--- Start of SUPPLIED DATA ---
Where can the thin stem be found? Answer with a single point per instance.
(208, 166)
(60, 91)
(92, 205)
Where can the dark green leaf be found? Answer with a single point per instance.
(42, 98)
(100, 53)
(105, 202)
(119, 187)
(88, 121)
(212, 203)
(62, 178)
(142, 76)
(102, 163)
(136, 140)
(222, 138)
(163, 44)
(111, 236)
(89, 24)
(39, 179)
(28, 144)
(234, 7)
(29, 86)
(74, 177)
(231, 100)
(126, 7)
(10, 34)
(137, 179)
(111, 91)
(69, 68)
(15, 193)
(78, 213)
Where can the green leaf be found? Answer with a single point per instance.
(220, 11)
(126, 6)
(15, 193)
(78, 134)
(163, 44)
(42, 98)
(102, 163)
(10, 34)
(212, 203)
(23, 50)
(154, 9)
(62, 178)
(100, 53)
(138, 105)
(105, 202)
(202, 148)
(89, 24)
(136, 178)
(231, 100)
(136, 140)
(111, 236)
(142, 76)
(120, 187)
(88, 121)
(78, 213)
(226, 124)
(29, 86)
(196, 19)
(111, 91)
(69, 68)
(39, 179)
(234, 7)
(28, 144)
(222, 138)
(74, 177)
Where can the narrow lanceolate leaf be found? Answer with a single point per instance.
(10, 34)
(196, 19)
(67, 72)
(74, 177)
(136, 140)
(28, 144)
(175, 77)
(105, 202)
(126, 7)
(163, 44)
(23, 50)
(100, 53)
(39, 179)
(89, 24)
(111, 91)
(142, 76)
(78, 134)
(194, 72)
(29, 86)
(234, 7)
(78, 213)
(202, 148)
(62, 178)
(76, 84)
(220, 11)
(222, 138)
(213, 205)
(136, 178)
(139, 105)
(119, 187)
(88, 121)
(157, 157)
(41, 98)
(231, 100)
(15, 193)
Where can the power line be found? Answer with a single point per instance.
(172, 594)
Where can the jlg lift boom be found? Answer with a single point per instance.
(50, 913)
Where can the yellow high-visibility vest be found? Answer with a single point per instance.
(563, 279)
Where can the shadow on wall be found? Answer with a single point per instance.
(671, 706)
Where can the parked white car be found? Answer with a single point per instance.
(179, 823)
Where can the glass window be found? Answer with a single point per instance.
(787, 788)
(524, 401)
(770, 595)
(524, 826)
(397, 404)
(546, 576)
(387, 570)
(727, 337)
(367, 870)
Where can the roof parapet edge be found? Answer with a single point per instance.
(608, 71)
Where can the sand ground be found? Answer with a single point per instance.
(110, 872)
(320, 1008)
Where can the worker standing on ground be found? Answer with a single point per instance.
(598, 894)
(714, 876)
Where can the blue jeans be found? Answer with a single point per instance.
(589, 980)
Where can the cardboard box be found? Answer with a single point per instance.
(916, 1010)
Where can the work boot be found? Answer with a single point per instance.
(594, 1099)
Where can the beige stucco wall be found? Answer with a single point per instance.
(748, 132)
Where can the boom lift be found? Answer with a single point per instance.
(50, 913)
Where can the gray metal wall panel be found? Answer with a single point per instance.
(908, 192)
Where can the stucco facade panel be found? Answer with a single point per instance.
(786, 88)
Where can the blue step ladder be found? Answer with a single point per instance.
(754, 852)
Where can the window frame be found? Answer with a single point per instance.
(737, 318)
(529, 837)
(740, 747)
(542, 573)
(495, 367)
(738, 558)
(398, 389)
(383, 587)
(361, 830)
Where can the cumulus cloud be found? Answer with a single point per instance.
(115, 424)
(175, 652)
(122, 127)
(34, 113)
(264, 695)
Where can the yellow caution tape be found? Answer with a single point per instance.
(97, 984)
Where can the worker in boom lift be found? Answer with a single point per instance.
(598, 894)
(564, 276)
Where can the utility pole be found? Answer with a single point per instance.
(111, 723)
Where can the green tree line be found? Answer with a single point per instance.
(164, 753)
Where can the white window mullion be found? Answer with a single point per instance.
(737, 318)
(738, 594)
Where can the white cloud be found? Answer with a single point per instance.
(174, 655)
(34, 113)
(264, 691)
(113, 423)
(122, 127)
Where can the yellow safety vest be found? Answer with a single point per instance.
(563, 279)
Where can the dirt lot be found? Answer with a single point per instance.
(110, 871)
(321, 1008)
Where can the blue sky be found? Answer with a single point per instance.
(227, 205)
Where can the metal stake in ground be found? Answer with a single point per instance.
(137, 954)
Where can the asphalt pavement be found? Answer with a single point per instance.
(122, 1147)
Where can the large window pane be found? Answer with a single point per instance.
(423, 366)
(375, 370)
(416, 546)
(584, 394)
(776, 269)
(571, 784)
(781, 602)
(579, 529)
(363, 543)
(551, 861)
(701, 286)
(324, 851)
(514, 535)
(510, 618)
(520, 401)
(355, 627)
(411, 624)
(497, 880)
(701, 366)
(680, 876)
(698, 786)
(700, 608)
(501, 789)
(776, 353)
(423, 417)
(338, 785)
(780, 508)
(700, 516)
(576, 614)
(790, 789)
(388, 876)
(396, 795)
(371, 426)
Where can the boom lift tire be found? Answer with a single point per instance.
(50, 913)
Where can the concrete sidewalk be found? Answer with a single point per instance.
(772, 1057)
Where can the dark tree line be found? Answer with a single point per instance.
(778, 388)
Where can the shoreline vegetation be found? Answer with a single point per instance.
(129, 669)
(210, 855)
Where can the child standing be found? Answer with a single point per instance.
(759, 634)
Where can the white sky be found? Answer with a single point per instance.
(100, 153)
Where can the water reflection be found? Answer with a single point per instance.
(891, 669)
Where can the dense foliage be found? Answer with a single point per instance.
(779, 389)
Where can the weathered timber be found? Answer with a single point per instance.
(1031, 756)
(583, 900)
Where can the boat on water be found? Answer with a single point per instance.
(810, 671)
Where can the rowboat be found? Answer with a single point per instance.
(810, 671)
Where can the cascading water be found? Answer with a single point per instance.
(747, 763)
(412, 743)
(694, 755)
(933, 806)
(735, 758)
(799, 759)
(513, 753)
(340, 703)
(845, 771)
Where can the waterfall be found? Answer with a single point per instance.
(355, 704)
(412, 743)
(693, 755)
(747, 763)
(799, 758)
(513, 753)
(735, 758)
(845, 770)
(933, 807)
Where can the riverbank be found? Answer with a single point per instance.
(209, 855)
--- End of SUPPLIED DATA ---
▶ [YOUR GOAL] Please set down all the data word for word.

▶ [RESPONSE]
Where can the thin stem be found? Answer with a single point per instance.
(208, 166)
(60, 91)
(92, 205)
Where can the dark green leaf be found? Answer with a single point per instance.
(42, 98)
(100, 53)
(105, 202)
(119, 187)
(88, 121)
(212, 203)
(62, 178)
(142, 76)
(102, 163)
(136, 140)
(222, 138)
(163, 44)
(111, 236)
(89, 24)
(39, 179)
(28, 144)
(234, 7)
(29, 86)
(74, 177)
(231, 100)
(126, 7)
(10, 34)
(137, 179)
(111, 91)
(69, 68)
(15, 193)
(78, 213)
Where can the green leaf be found? Answer with a single point per instance.
(220, 11)
(126, 6)
(15, 193)
(78, 134)
(163, 44)
(42, 98)
(102, 163)
(10, 34)
(212, 203)
(23, 50)
(154, 9)
(62, 178)
(100, 53)
(138, 105)
(105, 202)
(202, 148)
(89, 24)
(136, 178)
(231, 100)
(136, 140)
(111, 236)
(142, 76)
(120, 187)
(88, 121)
(78, 213)
(226, 124)
(29, 86)
(196, 19)
(111, 91)
(69, 68)
(39, 179)
(234, 7)
(28, 144)
(222, 138)
(74, 177)
Where can the narrow lanceolate leaf be found? Answer with a single point per instance.
(10, 34)
(196, 19)
(67, 72)
(74, 177)
(136, 140)
(28, 144)
(175, 77)
(105, 202)
(126, 7)
(163, 44)
(23, 50)
(100, 53)
(39, 179)
(89, 24)
(111, 91)
(142, 76)
(78, 134)
(194, 72)
(29, 86)
(234, 7)
(78, 213)
(202, 148)
(62, 178)
(76, 84)
(220, 11)
(222, 138)
(213, 205)
(136, 178)
(139, 105)
(119, 187)
(88, 121)
(157, 157)
(41, 98)
(231, 100)
(15, 193)
Where can the power line be found? Answer with a single point per instance.
(172, 594)
Where can the jlg lift boom be found? Answer with a single point per instance.
(50, 913)
Where can the yellow high-visibility vest be found? Answer with a single point per instance.
(563, 279)
Where can the shadow on wall be found? Answer with a single point per instance.
(671, 706)
Where can the parked white car be found? Answer with a single point per instance.
(179, 823)
Where can the glass window be found? Answer with a single point per instance.
(787, 788)
(524, 401)
(770, 595)
(524, 826)
(397, 404)
(546, 576)
(387, 570)
(727, 337)
(367, 870)
Where can the roof parapet edge be found? Answer with a single point per instance.
(608, 71)
Where can the sand ground be found? Answer with a single point per instance.
(110, 872)
(320, 1008)
Where can the worker standing on ground be found? Answer with a single point per instance.
(598, 894)
(714, 876)
Where can the blue jeans be found? Answer with a single point per instance.
(589, 980)
Where can the cardboard box be found? Answer with a single point per instance.
(916, 1010)
Where can the work boot be found? Answer with a single point per instance.
(594, 1099)
Where can the beige stucco wall be found? Answer with a single point per instance.
(748, 132)
Where can the boom lift be found? Answer with a single point per instance.
(50, 913)
Where can the gray metal wall panel be found? Answer with a single point per instance.
(908, 192)
Where can the stucco facade panel be found? Answer with a single point per instance.
(786, 88)
Where can the blue step ladder be found? Answer with a single point per instance.
(754, 852)
Where can the window frame be found? Answer with a single point per instance.
(737, 318)
(529, 837)
(740, 747)
(542, 573)
(495, 367)
(738, 558)
(398, 389)
(383, 587)
(361, 830)
Where can the cumulus cloud be found? Answer with a single point per instance.
(115, 424)
(175, 652)
(122, 127)
(34, 113)
(264, 695)
Where can the yellow caution tape be found? Answer with a single point per instance.
(97, 984)
Where can the worker in boom lift be found? Answer with a single point per instance.
(598, 894)
(564, 276)
Where can the utility pole be found? Answer with a single point per instance.
(111, 723)
Where can the green tree line be found? Answer with a single point per instance.
(164, 753)
Where can the white window mullion be found? Answer with a single point per instance.
(737, 318)
(738, 594)
Where can the white cloud be found? Answer with a single point per instance.
(174, 655)
(34, 113)
(264, 691)
(113, 423)
(122, 127)
Where can the yellow safety vest be found? Answer with a single point per instance.
(563, 279)
Where can the dirt lot be found? Answer with a single point per instance.
(110, 871)
(321, 1008)
Where can the blue sky be found? Answer with a single point per instance.
(227, 205)
Where can the metal stake in ground be found? Answer with a single point per instance.
(137, 954)
Where can the asphalt pavement be found? Answer with a single point per instance.
(122, 1147)
Where can the large window pane be found? Answer with a single point per instance.
(423, 366)
(375, 370)
(416, 546)
(584, 394)
(776, 269)
(571, 784)
(781, 602)
(579, 529)
(363, 543)
(551, 861)
(701, 286)
(324, 851)
(514, 535)
(510, 618)
(520, 401)
(355, 627)
(411, 624)
(497, 880)
(701, 366)
(680, 876)
(698, 786)
(700, 608)
(501, 789)
(776, 353)
(423, 417)
(338, 785)
(780, 508)
(700, 516)
(576, 614)
(790, 789)
(388, 876)
(396, 795)
(371, 426)
Where can the boom lift tire be found? Answer with a single point per instance.
(50, 913)
Where can the concrete sidewalk be found? Answer with a single point per instance.
(772, 1057)
Where can the dark tree line be found? Answer with a single point per instance.
(778, 388)
Where can the shoreline vegetation be found? Answer with a single point per instance.
(129, 669)
(210, 855)
Where can the child standing be found? Answer with a single point per instance.
(759, 634)
Where can the white sky be found? Answer with a single point per instance.
(100, 153)
Where can the water reflection be found? Answer with a single point per instance.
(891, 669)
Where can the dense foliage be found? Answer with a single point per instance.
(779, 389)
Where can the weathered timber be found? Answer with a single point per instance.
(1031, 756)
(583, 900)
Where can the boat on water be found? Answer with a single point per instance.
(810, 671)
Where can the rowboat be found? Answer with a single point per instance.
(810, 671)
Where can the cascading water be found? Answer with a single point per instance.
(747, 763)
(412, 743)
(694, 755)
(933, 806)
(735, 758)
(799, 759)
(513, 753)
(340, 703)
(845, 771)
Where can the waterfall be found? Answer with a single point per instance.
(355, 704)
(412, 743)
(693, 755)
(747, 763)
(799, 758)
(513, 753)
(735, 758)
(845, 770)
(933, 807)
Where can the riverbank be found? Answer with a single point per instance.
(209, 855)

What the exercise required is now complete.